But Magnien said the Maryland experience strongly suggests the deep lesions are related to pfiesteria. Surveys around Maryland’s portion of the Bay and tributary areas showed that the vast majority of menhaden with deep lesions in 1997 were found in areas with fish kills.
“It seems to me more than coincidental that the areas that had fish kills, presumably because of the presence of pfiesteria, also were the only ones that had high incidences of lesions,” he said.
Donald Boesch, president of the University of Maryland’s Center for Environmental Science and the chair of the state’s Pfiesteria Technical Advisory Committee, agreed that it was likely that fish with the most severe lesions were exposed to low levels of pfiesteria some time before fish kills took place.
“The pathologists are right — very right — in the sense that when you see a fish with these big open lesions, it means that this is an after-the-fact indicator at best, because it means the exposure took place some time ago, which explains why the lesions would be deeply invaded by fungi,” Boesch said.

Task statement:
Can you quote the pfiesteria passage word for word, from "Donald Boesch, president" to "kills took place."?

Records shown:
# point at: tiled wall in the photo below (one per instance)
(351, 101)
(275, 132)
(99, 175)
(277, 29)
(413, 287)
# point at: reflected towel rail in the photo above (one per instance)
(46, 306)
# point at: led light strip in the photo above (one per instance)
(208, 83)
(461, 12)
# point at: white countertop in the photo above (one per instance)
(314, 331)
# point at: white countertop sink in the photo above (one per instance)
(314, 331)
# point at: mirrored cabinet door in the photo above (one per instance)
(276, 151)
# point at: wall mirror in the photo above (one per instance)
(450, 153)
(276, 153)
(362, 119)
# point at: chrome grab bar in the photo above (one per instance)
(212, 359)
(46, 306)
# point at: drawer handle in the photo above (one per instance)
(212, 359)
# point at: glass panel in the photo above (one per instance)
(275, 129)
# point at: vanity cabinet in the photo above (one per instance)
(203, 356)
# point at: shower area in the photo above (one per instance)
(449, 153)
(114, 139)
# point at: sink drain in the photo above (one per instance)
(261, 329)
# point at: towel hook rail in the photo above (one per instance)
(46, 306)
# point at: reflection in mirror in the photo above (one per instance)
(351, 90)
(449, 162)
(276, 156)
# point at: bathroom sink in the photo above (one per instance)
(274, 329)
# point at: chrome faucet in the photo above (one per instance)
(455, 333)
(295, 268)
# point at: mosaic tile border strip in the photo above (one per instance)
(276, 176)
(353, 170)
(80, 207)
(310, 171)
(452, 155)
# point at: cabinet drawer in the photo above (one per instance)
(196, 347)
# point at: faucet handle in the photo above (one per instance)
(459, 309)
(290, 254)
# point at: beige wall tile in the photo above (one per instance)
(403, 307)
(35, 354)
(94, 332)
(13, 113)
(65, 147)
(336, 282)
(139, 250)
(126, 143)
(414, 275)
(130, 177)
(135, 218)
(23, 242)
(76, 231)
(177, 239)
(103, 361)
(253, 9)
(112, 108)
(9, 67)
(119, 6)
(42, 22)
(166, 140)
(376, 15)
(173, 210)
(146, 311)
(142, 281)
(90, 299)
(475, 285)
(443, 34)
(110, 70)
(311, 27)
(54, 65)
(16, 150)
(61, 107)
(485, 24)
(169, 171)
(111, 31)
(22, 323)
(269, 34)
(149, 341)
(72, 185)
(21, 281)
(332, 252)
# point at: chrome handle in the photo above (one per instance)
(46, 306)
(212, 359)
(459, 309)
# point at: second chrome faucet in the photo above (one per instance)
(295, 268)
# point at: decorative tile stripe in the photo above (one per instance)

Task result:
Donald Boesch, president of the University of Maryland’s Center for Environmental Science and the chair of the state’s Pfiesteria Technical Advisory Committee, agreed that it was likely that fish with the most severe lesions were exposed to low levels of pfiesteria some time before fish kills took place.